Text section:
For most of us, the first image anyone saw of us was on an ultrasound. Ultrasounds have been a part of the pregnancy journey for decades, and they are also an important tool in the diagnosis and treatment of many diseases.

As technology continues to advance, 4D ultrasounds give physicians an additional tool to get a detailed look inside the body. But 4D ultrasounds may not be right for everyone. This article will explain more about 4D ultrasounds and whether they are right for you.

What is an ultrasound?

Before we get into the specifics of 4D ultrasounds, let’s take a step back and look at ultrasounds more generally. An ultrasound uses sound waves to produce real-time images of structures inside your body. It allows doctors to examine organs, vessels, and tissues without making an incision. Unlike other imaging methods, ultrasounds do not use radiation, which is why it is used to view the fetus and uterus during pregnancy.

“An ultrasound works by sending high-frequency sound waves through the body. When the waves hit an object, like an organ or bone, they are reflected back and captured by a computer, which produces an image, much like how sonar and radar work,” said Dr. George F. Guirguis, a Perinatology Doctor with Penn Highlands Perinatal Consultants.

The images produced by an ultrasound provide doctors with detailed information that they use to diagnose and treat a variety of diseases and conditions, such as gallbladder disease, thyroid issues and joint inflammation, as well as for pregnancy ultrasounds.

The use of 3D and 4D ultrasound technology was also utilized prior to pregnancy to identify structural congenital anomalies as well as uterine fibroids. The technology has allowed for optimized visualization of planes that were not previously attainable with routine 2D sonography. 3D and 4D ultrasounds are also used to evaluate patients for abnormality invasive placentation. This assists with preconception counseling & planning including surgical precision for the gynecological surgeon.

What makes an ultrasound 4D?

A traditional ultrasound (the type of ultrasound generally associated with pregnancy) produces a flat 2D image. A 3D ultrasound combines multiple 2D images to produce a 3D image. 4D ultrasounds use recent technological developments to produce a live video. This allows doctors to see how organs, structures and blood flow are moving within the body.

Fact #1: 4D ultrasounds can measure fetal brain development.

According to a study by the National Institute of Health, researchers discovered that by observing fetal movements and facial expressions for an extended period, they could develop a distinction between normal and abnormal fetal behavior patterns which might make possible the early recognition of fetal brain impairment.

Fact #2: 4D ultrasounds aren’t necessary for a healthy pregnancy.

For many expectant mothers, your doctor will recommend a traditional ultrasound or a 3D ultrasound, which are just as effective for monitoring the baby’s development and the health of the cervix. Typically, a doctor will only recommend a 4D ultrasound if there is a medical reason to do so.

Fact #3: Some “4D ultrasounds” are not real 4D ultrasounds.

Ultrasounds should only be performed by a certified radiologist in a healthcare setting. While you may see centers (particularly within malls and shopping centers) advertising “4D ultrasounds” that give you a video of your baby to take home, these centers often do not use medical-grade equipment or certified specialists. In fact, these ultrasounds may actually cause harm to you or your baby.

“While 4D ultrasound is a promising technology, it may not make sense to use it in every case” said Dr. Guirguis. “As with all medical decisions, talk to your primary care provider or obstetrician to determine what’s best for you.”

Work order:
Reproduce the ultrasound article text word for word, everything from "Fact #3: Some" down to "or your baby.".

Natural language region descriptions
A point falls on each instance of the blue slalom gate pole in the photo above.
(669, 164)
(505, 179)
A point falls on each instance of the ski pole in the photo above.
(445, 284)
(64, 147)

Answer section:
Fact #3: Some “4D ultrasounds” are not real 4D ultrasounds.

Ultrasounds should only be performed by a certified radiologist in a healthcare setting. While you may see centers (particularly within malls and shopping centers) advertising “4D ultrasounds” that give you a video of your baby to take home, these centers often do not use medical-grade equipment or certified specialists. In fact, these ultrasounds may actually cause harm to you or your baby.